__本文抜粋__.
════════════════

ヤマトタケルの夢 

―三代目市川猿之助丈の創る世界との邂逅―
★歌舞伎・スーパー歌舞伎・その他の舞台★

【今回の歌舞伎鑑賞教室の概要】1

2005-07-25 23:53:14 | 歌舞伎



鑑賞教室の画像

開演のアナウンス後、客電が落ち

(この真っ暗になる!というのは、学生や子供たちには
それだけでワクワクする事象のようで、この時点で歓声が上がったり
客席がザワザワ~っとしたり・・・
2回の「社会人のための~」では、過去の色々な観劇体験からか?
このあたり特に反応はなし。次回、“チョン・パ”で開けるのも
印象的で良いかもしれない~~)

幕が開くと、舞台の背景はミッドナイトブルーといった色合いの星空。
廻り舞台に埋め込まれている大小さまざまのセリが
段差をつけ上がっている状態で、その中のひとつに春猿さんが
客席に背を向けて「しゅんえん」と名入の番傘を差し立っています。

それぞれのセリを昇降させながら見せつつ、盆廻し。
春猿さんが私たちの正面に向き直ったところで盆を止め、
すべてのセリも下がり舞台がフラットに。
この1分にも満たない時間で、
盆とセリの機構を効果的に印象づける演出。

春猿さんが、来場への謝辞や歌舞伎ワールドへ皆様を誘いますという
挨拶をされているところへ、花道揚幕から笑三郎さんの声が上がり、
同じように名入の番傘を差し、下座に乗って花道より登場。
これで、揚幕から声があがったり、
花道にフットライトが点いたりすると、
ここから演者が登場するのだ~
ということがなんとなく理解されるワケですね。
冒頭から、とてもキャッチーな構成。

観客がこの出端の下座を聴いたところで、
まずは、歌舞伎音楽の説明からという流れに持っていき、
「今、笑三郎さんが登場したときに聞こえてきた音楽は?」
との春猿さんのフリで、黒御簾(下座)について説明。
普段は御簾内での演奏であるが、それでは分かりにくいので
本日は特別に舞台に登場して頂きましょうと、
舞台センターの大ゼリから、
銅鑼・笛・太鼓・大太鼓・三味線方さんが登場。

════════════════

__提供資料__.
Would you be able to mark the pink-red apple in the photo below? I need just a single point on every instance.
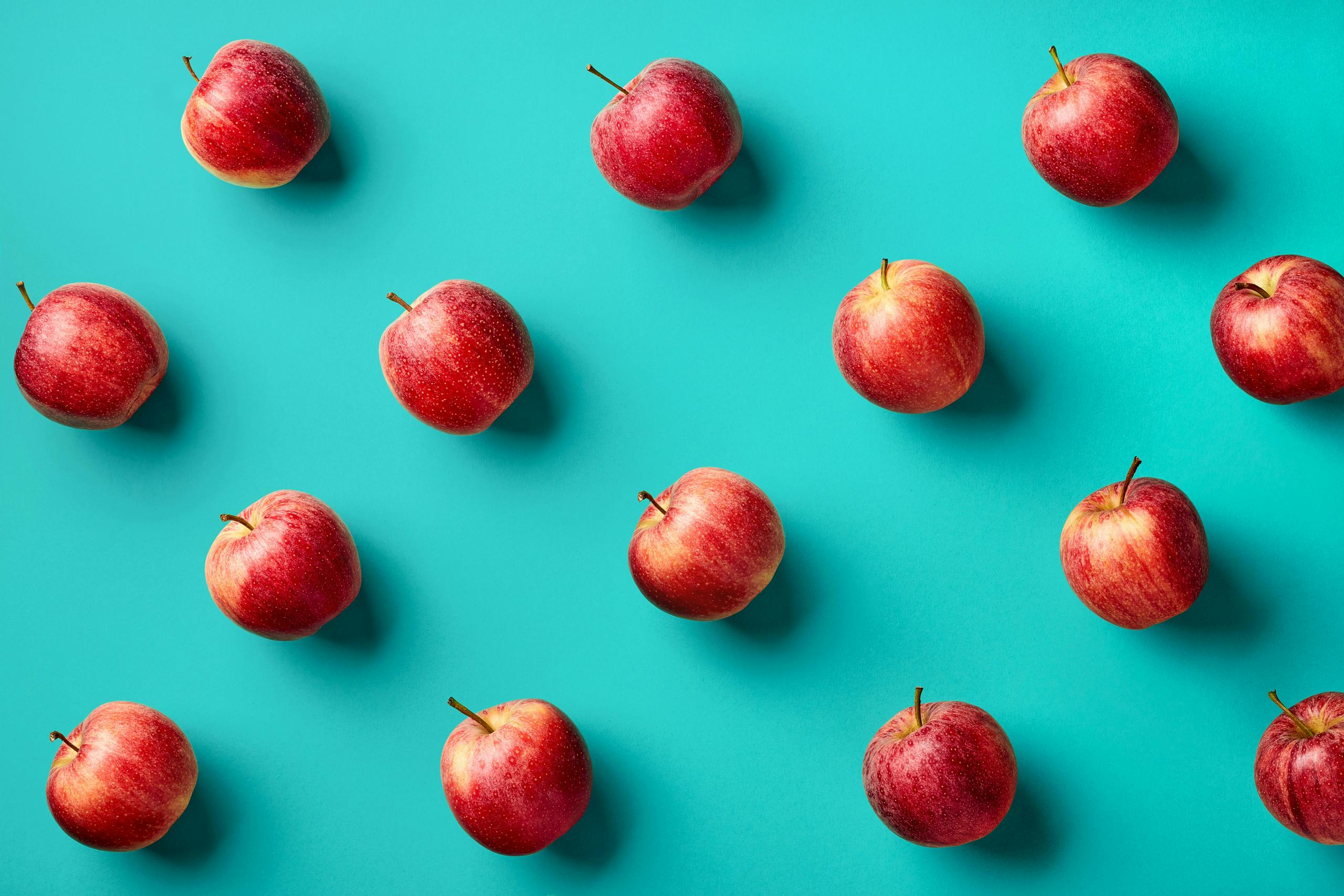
(909, 338)
(89, 356)
(256, 117)
(941, 774)
(121, 777)
(1300, 767)
(457, 356)
(1136, 551)
(668, 135)
(1101, 129)
(284, 567)
(1278, 330)
(706, 546)
(517, 777)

════════════════

__指示__.
1. 鑑賞教室の文章について、次の(a)〜(c)が内容と合うかどうかを「はい」か「いいえ」で答え、それぞれ決め手となる語句を文章からそのまま引用せよ。(a) 幕が開いたとき、舞台の背景は星空だった。(b) 笑三郎さんは舞台センターの大ゼリから登場した。(c) 「社会人のための~」の回では、客電が落ちた時点で歓声が上がった。
2. 鑑賞教室の文章のうち、「これで、揚幕から声があがったり、」を含む語句で始まり「との春猿さんのフリで、黒御簾(下座)について説明。」で終わる部分を、一字も変えずに書き写せ。

__回答__.
1.
(a) はい。「幕が開くと、舞台の背景はミッドナイトブルーといった色合いの星空。」
(b) いいえ。「同じように名入の番傘を差し、下座に乗って花道より登場。」
(c) いいえ。「このあたり特に反応はなし。」

2.
これで、揚幕から声があがったり、
花道にフットライトが点いたりすると、
ここから演者が登場するのだ~
ということがなんとなく理解されるワケですね。
冒頭から、とてもキャッチーな構成。

観客がこの出端の下座を聴いたところで、
まずは、歌舞伎音楽の説明からという流れに持っていき、
「今、笑三郎さんが登場したときに聞こえてきた音楽は?」
との春猿さんのフリで、黒御簾(下座)について説明。